*What to do*
Copy the entries below word for word, keeping every line and number unchanged.
— Start of Provided records —
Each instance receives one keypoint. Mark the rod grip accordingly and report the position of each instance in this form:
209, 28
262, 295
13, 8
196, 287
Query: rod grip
— End of Provided records —
*Result below*
Each instance receives one keypoint. Mark the rod grip accordingly and report the position of each instance in this form:
209, 28
262, 295
13, 8
196, 287
Query: rod grip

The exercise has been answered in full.